Now we enter chapter 2. It’s the point of no return! The part after the beginning and the part before the end, the “muddle” as the author cites. Lol. The muddle. I’ve always been shy of my muddles. What do I do? I tattoo them with references. I slash them to bits and insert and delete prose. It’s terrible difficult to keep one interested in the muddles.
Reminds me of how when I tell a joke at a table, even if it’s a killer joke where everyone ends up laughing, or everyone starts off graphically engaged . . . I find it hard to keep eye contact here. Maybe I am scared of the middles. Act IIs . . . Mr Bell help a boy out!
Anyway, as we pray, let us write, train and flex, and complete the next exercise. Wait! One last note. Mr Bell recommends these three parts not be super equally spaced, in fact the first act should end somewhere at the 1/5 mark, and the last ask should begin at the 4/5 mark. It’s almost as if he prepares us to write in 5 acts. Another note: instead of calling them “plot points” as I heard in the MFA, or “inciting incident” which sounds vague and needlessly saccharine . . . Mr Bell calls for us to view “transitions from beginning to middle” and “transitions from middle to end” as door ways. Doors of no return. And “disturbances,” as opposed to incident. Probably because an incident I can get over, or ignore. But a disturbance will %^*& me up.
Ok ok . . . here it is. Noooooo, waitttttt!!!!! I gotta say another thing. After reading this chapter, I told myself, “fine 3 acts are the way to go.” Why this change? Mr Bell kept hammering the point, hammering the point, hammering the point about writing in three acts. I was about to suffer a yawn stroke. What if, I wondered, we are just overlaying the three acts (like a transparent sheet of paper over a projector) over everything? Suddenly I turned to the speakers besides my laptop. Their design follows the three acts! One tweeter could be cut in three parts beautifully. The label of the water bottle at my desk too. Even how I naturally arranged my wife’s stuffed animals . . . the Argentine flag . . . everything.
Fine. Maybe the three act structure is in everything because it survives. The triangle survives. Attack it, but it bites back. Try to crush it, and is corner stings you. And like an ex-roommate once said, “Three is the number of the universe,” talking about threesomes, lol. Anyway, let us get to it, shall we?
. . .

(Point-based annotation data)
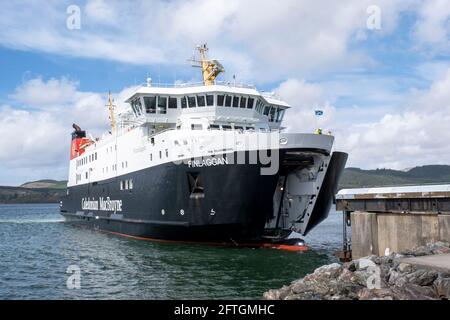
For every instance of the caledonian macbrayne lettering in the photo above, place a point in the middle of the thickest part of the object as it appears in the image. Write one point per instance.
(101, 205)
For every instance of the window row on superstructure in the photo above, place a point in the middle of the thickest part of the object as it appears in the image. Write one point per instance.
(159, 104)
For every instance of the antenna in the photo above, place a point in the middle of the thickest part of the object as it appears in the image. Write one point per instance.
(210, 68)
(111, 108)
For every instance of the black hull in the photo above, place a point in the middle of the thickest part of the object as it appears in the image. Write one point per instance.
(233, 206)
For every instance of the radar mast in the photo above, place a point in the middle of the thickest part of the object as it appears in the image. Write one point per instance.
(210, 68)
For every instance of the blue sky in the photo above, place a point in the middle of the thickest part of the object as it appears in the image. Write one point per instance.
(383, 90)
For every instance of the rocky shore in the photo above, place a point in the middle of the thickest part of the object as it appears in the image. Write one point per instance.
(372, 278)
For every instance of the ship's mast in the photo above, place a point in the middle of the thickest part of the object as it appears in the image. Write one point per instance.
(112, 118)
(210, 68)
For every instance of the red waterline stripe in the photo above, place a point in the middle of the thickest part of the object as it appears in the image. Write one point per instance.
(218, 244)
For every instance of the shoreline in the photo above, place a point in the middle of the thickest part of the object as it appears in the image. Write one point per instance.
(393, 277)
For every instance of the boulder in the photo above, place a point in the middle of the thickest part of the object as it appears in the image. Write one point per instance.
(422, 277)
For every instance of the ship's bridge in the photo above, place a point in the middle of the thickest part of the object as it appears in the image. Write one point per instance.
(222, 105)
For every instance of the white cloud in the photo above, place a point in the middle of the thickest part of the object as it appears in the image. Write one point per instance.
(259, 40)
(433, 26)
(35, 140)
(406, 135)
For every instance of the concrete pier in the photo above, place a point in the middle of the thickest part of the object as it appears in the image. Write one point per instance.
(382, 233)
(385, 220)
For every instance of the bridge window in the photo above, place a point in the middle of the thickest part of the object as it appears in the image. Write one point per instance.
(235, 102)
(209, 100)
(250, 103)
(280, 114)
(243, 102)
(150, 104)
(162, 105)
(228, 101)
(220, 100)
(259, 106)
(201, 101)
(183, 102)
(172, 103)
(191, 101)
(196, 126)
(273, 110)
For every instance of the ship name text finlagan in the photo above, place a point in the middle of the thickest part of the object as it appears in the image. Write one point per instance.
(101, 204)
(207, 162)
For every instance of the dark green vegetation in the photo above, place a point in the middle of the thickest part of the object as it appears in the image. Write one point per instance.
(357, 178)
(42, 191)
(47, 191)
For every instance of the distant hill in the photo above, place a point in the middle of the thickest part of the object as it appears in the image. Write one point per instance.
(45, 184)
(359, 178)
(28, 195)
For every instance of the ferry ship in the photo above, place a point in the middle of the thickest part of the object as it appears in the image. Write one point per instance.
(206, 162)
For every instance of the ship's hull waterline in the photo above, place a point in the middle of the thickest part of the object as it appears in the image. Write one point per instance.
(217, 203)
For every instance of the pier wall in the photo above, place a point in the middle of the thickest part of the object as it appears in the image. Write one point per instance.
(380, 233)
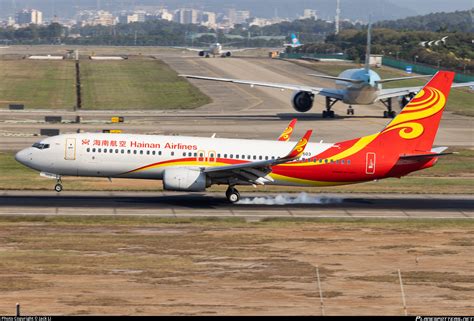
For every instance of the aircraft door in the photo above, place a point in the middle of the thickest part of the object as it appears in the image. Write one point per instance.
(70, 149)
(211, 156)
(370, 164)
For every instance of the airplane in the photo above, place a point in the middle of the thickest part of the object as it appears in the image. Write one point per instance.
(215, 49)
(192, 164)
(361, 86)
(295, 43)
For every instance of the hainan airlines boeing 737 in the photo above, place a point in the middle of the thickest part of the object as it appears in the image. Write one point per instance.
(193, 164)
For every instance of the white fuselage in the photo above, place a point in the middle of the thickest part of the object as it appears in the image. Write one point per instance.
(146, 156)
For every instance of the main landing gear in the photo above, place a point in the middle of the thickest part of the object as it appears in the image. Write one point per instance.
(232, 194)
(58, 187)
(389, 113)
(328, 113)
(350, 110)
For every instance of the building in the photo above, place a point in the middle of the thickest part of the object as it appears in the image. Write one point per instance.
(29, 16)
(241, 16)
(209, 19)
(310, 13)
(187, 16)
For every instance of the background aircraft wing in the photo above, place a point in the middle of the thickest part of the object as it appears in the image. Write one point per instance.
(402, 91)
(257, 172)
(329, 92)
(191, 49)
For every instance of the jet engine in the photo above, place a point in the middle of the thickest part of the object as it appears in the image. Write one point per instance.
(185, 179)
(302, 101)
(404, 100)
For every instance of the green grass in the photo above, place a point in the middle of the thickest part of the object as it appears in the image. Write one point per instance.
(461, 100)
(136, 84)
(37, 84)
(453, 174)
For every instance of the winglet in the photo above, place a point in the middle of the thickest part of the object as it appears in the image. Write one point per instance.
(285, 136)
(299, 148)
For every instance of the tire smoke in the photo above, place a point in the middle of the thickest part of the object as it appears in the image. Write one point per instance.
(285, 199)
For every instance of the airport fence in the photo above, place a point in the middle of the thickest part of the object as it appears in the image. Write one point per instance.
(285, 55)
(422, 68)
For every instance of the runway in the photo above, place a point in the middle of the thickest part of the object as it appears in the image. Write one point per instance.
(251, 207)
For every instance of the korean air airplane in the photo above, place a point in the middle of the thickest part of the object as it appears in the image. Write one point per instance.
(192, 164)
(360, 86)
(295, 43)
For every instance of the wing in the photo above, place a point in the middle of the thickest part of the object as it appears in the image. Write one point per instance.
(402, 91)
(190, 49)
(256, 172)
(328, 92)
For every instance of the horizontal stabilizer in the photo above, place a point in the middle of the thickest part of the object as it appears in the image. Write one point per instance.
(354, 81)
(381, 81)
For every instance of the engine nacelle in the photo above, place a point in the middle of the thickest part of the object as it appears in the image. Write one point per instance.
(302, 101)
(185, 179)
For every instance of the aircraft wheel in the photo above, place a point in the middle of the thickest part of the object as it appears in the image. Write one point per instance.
(232, 194)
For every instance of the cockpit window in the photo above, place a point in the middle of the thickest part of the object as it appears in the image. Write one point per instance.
(40, 146)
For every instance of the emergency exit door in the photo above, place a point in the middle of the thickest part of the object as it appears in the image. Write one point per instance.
(370, 164)
(70, 149)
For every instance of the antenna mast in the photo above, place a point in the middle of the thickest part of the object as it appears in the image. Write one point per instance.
(338, 15)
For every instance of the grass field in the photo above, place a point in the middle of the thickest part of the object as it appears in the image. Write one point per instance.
(148, 266)
(454, 174)
(461, 100)
(136, 83)
(139, 83)
(37, 84)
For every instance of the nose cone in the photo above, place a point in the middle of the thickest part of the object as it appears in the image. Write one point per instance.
(22, 156)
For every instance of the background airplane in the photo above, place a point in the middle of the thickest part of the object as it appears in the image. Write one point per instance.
(193, 164)
(361, 86)
(295, 43)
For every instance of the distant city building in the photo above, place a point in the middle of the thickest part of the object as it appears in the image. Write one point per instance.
(310, 13)
(209, 19)
(30, 16)
(187, 16)
(241, 16)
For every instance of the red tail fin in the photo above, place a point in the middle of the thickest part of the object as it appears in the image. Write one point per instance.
(416, 126)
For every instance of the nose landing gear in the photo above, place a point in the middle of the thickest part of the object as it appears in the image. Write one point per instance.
(232, 194)
(58, 187)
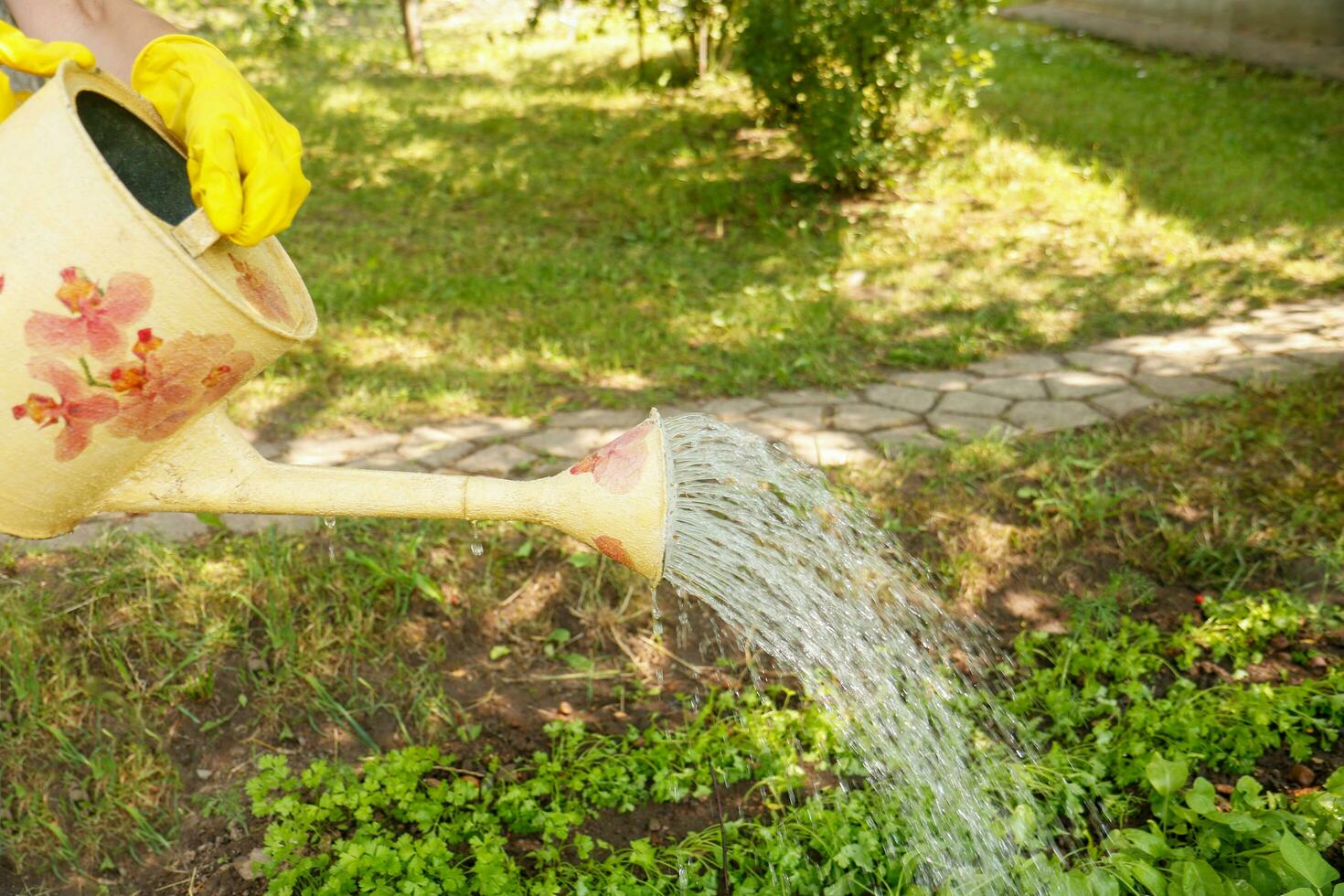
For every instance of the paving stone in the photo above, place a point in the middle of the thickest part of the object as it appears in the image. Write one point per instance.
(1083, 383)
(829, 448)
(443, 454)
(1234, 328)
(342, 450)
(496, 460)
(391, 461)
(1171, 364)
(677, 410)
(1181, 386)
(902, 435)
(765, 429)
(731, 409)
(1124, 402)
(1189, 344)
(972, 403)
(864, 418)
(1129, 346)
(1017, 366)
(808, 397)
(1261, 367)
(1263, 343)
(903, 398)
(1285, 318)
(971, 426)
(272, 450)
(571, 443)
(937, 380)
(1014, 387)
(1321, 357)
(1104, 361)
(597, 417)
(1054, 415)
(169, 527)
(256, 523)
(794, 417)
(433, 453)
(472, 429)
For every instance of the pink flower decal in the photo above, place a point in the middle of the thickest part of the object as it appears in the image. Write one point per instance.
(172, 382)
(613, 549)
(617, 465)
(99, 315)
(262, 293)
(78, 407)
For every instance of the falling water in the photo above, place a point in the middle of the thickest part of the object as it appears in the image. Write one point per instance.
(816, 584)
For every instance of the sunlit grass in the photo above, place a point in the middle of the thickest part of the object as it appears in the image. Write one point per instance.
(532, 229)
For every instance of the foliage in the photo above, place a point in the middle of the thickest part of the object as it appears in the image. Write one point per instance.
(837, 71)
(1105, 700)
(418, 821)
(1199, 842)
(709, 27)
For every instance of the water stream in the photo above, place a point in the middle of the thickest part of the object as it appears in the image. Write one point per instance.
(837, 603)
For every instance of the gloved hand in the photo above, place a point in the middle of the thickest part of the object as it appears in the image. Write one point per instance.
(242, 156)
(22, 53)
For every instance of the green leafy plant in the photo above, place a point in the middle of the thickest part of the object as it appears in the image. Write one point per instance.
(1201, 842)
(837, 71)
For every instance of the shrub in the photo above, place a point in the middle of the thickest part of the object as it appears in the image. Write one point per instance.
(837, 70)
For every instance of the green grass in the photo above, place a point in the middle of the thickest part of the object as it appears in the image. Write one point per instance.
(128, 666)
(534, 229)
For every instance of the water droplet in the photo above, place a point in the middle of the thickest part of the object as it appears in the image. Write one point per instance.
(811, 581)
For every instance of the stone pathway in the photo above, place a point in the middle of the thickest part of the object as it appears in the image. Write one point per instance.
(1011, 395)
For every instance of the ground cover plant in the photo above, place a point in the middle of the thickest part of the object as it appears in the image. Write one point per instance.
(534, 228)
(143, 684)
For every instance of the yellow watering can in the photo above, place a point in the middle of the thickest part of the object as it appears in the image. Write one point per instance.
(125, 323)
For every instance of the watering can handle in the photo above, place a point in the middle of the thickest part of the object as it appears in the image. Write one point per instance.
(197, 234)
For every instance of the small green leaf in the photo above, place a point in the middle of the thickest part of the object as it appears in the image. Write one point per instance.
(1306, 861)
(1201, 797)
(1167, 776)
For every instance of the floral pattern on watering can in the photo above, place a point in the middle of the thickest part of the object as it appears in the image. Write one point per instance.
(617, 468)
(109, 368)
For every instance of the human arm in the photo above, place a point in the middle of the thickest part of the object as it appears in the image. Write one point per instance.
(114, 30)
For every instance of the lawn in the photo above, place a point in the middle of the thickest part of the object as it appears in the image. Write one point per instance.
(1172, 583)
(532, 228)
(496, 709)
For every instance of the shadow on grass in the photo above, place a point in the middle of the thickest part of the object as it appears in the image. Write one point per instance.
(1232, 149)
(538, 229)
(476, 246)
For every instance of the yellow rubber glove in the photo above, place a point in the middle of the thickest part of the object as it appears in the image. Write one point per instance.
(242, 156)
(22, 53)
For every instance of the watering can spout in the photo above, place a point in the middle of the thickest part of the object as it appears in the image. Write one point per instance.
(613, 500)
(123, 337)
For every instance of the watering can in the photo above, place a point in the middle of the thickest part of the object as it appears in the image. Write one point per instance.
(126, 323)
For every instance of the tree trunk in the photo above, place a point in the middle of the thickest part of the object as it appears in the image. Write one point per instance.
(414, 37)
(638, 23)
(702, 60)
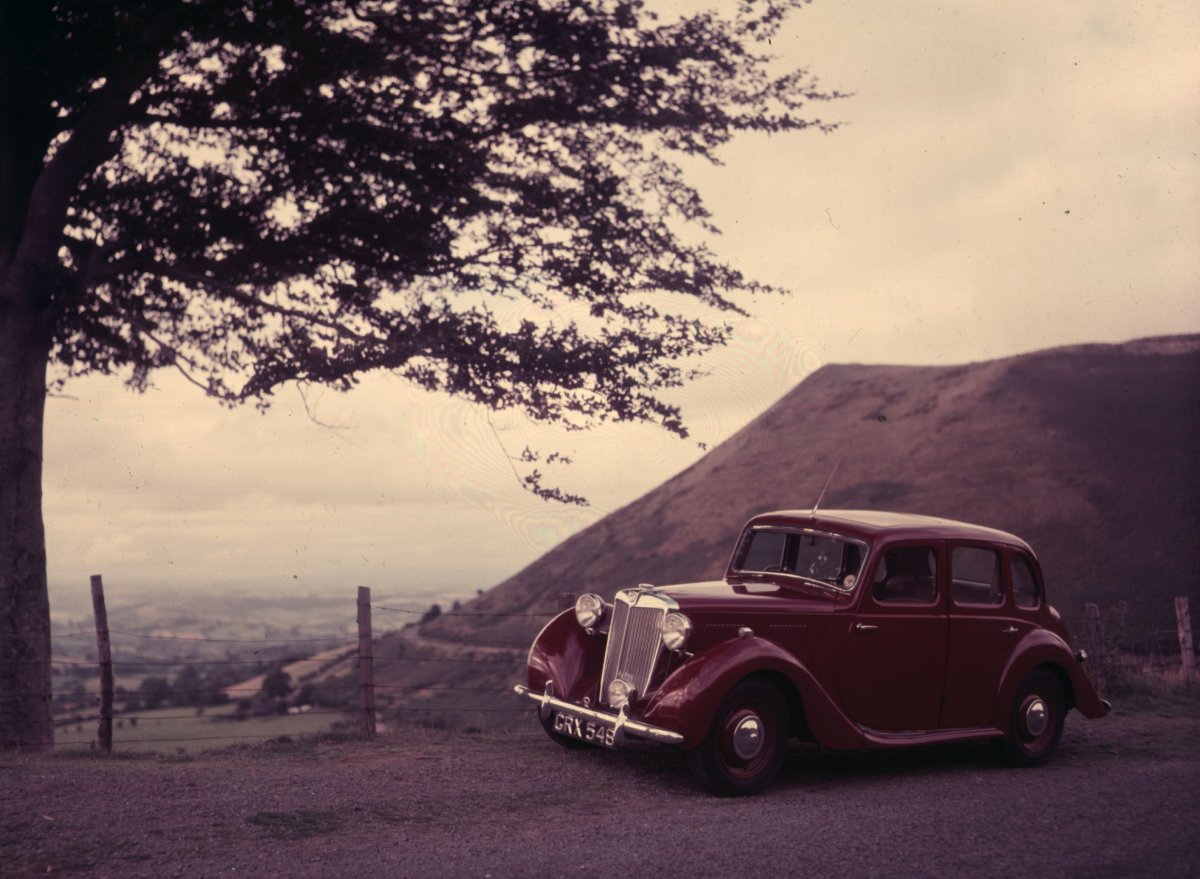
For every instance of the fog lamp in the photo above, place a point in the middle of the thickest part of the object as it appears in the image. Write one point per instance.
(588, 609)
(621, 693)
(676, 631)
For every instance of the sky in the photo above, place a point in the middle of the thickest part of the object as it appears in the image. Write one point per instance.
(1007, 178)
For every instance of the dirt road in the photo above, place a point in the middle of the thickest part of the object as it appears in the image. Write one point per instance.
(1121, 799)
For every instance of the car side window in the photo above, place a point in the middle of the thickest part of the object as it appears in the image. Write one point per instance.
(766, 551)
(906, 575)
(1025, 585)
(975, 574)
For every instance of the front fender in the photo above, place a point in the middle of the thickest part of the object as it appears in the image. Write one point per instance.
(1044, 647)
(689, 698)
(565, 653)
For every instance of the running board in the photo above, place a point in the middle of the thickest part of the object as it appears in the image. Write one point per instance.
(881, 739)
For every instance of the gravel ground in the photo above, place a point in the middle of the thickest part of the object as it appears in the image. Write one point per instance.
(1121, 799)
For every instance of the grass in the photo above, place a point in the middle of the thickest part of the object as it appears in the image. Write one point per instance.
(183, 731)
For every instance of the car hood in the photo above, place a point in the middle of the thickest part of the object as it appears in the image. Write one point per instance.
(759, 595)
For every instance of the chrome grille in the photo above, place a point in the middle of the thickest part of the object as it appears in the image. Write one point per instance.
(634, 640)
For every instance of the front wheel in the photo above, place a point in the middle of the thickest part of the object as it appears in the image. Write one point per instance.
(1036, 723)
(745, 745)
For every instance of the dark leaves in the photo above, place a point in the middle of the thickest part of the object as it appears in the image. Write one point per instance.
(478, 195)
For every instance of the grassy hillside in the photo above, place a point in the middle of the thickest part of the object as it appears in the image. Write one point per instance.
(1090, 453)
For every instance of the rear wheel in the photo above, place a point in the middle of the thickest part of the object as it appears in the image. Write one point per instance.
(747, 742)
(1036, 723)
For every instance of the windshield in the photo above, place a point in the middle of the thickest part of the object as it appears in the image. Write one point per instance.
(816, 556)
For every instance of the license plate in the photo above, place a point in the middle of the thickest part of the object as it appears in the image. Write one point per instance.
(586, 730)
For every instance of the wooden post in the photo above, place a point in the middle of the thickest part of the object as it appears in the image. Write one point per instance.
(1187, 649)
(1093, 643)
(105, 652)
(366, 665)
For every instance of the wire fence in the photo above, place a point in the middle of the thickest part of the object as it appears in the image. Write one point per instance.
(276, 687)
(282, 692)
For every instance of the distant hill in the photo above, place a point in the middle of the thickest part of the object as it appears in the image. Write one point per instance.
(1090, 453)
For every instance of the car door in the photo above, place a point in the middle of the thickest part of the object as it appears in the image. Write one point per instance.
(892, 662)
(985, 626)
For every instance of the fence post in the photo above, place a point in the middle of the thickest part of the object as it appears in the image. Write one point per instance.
(105, 652)
(1093, 643)
(1186, 646)
(366, 665)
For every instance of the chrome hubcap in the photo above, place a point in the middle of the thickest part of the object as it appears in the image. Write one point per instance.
(1037, 718)
(748, 737)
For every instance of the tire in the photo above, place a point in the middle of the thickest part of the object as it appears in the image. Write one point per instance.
(747, 742)
(1035, 724)
(568, 742)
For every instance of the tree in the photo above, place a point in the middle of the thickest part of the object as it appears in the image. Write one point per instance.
(253, 192)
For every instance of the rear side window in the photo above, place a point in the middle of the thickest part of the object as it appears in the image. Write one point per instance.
(906, 575)
(1025, 585)
(976, 575)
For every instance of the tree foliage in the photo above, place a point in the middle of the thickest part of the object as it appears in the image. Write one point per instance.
(477, 195)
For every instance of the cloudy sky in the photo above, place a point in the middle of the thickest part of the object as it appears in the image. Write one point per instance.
(1009, 177)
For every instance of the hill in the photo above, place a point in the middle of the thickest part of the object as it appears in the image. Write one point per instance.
(1090, 453)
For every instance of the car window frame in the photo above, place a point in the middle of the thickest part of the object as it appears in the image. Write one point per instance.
(897, 607)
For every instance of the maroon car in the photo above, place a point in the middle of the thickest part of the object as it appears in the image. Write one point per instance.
(852, 629)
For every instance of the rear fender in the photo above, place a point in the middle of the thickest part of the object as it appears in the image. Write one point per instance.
(689, 698)
(565, 653)
(1044, 647)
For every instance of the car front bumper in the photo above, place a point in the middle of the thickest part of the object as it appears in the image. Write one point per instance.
(622, 723)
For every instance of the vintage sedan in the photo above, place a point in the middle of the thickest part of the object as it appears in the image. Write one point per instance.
(852, 629)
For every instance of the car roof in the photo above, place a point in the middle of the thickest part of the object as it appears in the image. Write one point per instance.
(899, 526)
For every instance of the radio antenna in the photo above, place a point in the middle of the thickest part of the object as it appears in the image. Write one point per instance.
(821, 496)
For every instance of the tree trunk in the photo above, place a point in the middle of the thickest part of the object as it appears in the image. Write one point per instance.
(25, 719)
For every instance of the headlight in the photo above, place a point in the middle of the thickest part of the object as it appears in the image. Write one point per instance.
(588, 609)
(676, 629)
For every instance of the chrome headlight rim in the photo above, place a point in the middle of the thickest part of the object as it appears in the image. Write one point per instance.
(589, 609)
(676, 632)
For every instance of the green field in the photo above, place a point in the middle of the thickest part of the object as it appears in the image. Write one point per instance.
(181, 730)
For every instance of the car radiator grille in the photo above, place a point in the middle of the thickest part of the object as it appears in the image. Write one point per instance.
(634, 641)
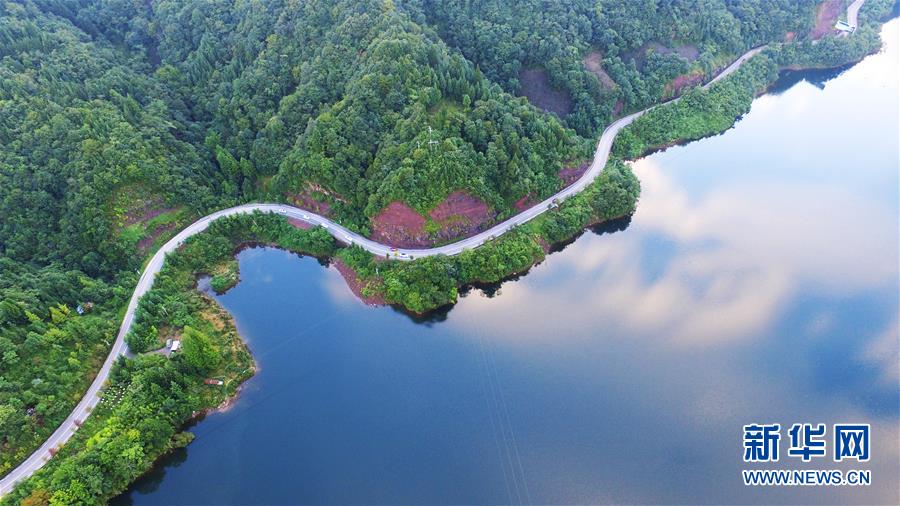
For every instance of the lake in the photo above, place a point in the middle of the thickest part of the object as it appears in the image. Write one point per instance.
(757, 282)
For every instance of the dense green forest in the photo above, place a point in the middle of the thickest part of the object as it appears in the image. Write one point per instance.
(122, 120)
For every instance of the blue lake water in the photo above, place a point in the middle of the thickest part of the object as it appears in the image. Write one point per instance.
(757, 282)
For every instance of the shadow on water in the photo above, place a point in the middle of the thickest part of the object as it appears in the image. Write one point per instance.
(491, 290)
(817, 77)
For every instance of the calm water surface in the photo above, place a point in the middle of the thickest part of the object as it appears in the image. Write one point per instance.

_Short task 1_:
Select every line of the rows above that contains the string "bridge", and copy each one out. Case counts.
_Short task 2_:
Pick up the passage on three-act structure after its final sentence and continue writing it.

_Task answer 1_:
For every instance of the ship's bridge in the photo above, place a point in the middle of the thickest part of the object as it appears in the image. Write one point per instance.
For every instance of the bridge window in the photo above, place a point in the middle of the thickest part of the object as it appears in the image. Write one point per instance.

_Task answer 2_:
Analyze some novels or movies with a view toward understanding their three-act structure. (For this I will use a Murakami short story, a Cortázar short story, Fitzcarraldo, and Forrest Gump.) Specifically note:
What is the disturbance to the lead’s ordinary routine? What change happens early on? (If it doesn’t, does the book or film seem to drag?)
The Birthday Girl: the protagonist must work on her birthday, even after her coworker offered to cover for her, because of a last minute fever. (Doubtful, the coworker may be lying.) Zero drag, because it happens on the first page. It’s a disturbance because the plan was for her to stay home. But it isn’t a doorway because there is no confrontation with any force yet. (That happens when she meets her boss for the first time.)
La salud de los enfermos: It’s a story about a family that keeps the news of the death of a son from his mother. She is herself sick, and about to die, and no one wants to ruin the last months of her life. The disturbance to this secret arrangement among all the family members happens on page when, when another niece gets sick, and they must lie some more. Zero drag, 100% excitement.
Fitzcarraldo: the disturbance happens pretty late in the film, when the protagonist realizes ice isn’t a lucrative enough business in Peru to fuel his ambitious project. For a bunch of the film, it’s pretty status quo, even though it does happen around the 30-min mark, and overall the film rocked.
Forrest Gump: I’d say the disturbance here was a positive one, and it’s when the mother sleeps with the principal of the public school, in order to give her son an equal opportunity at life. Up until then everyone had seen him as below average. Now he has a shot at being normal.
At what point is the lead thrust into conflict? At what point can he not return to normal?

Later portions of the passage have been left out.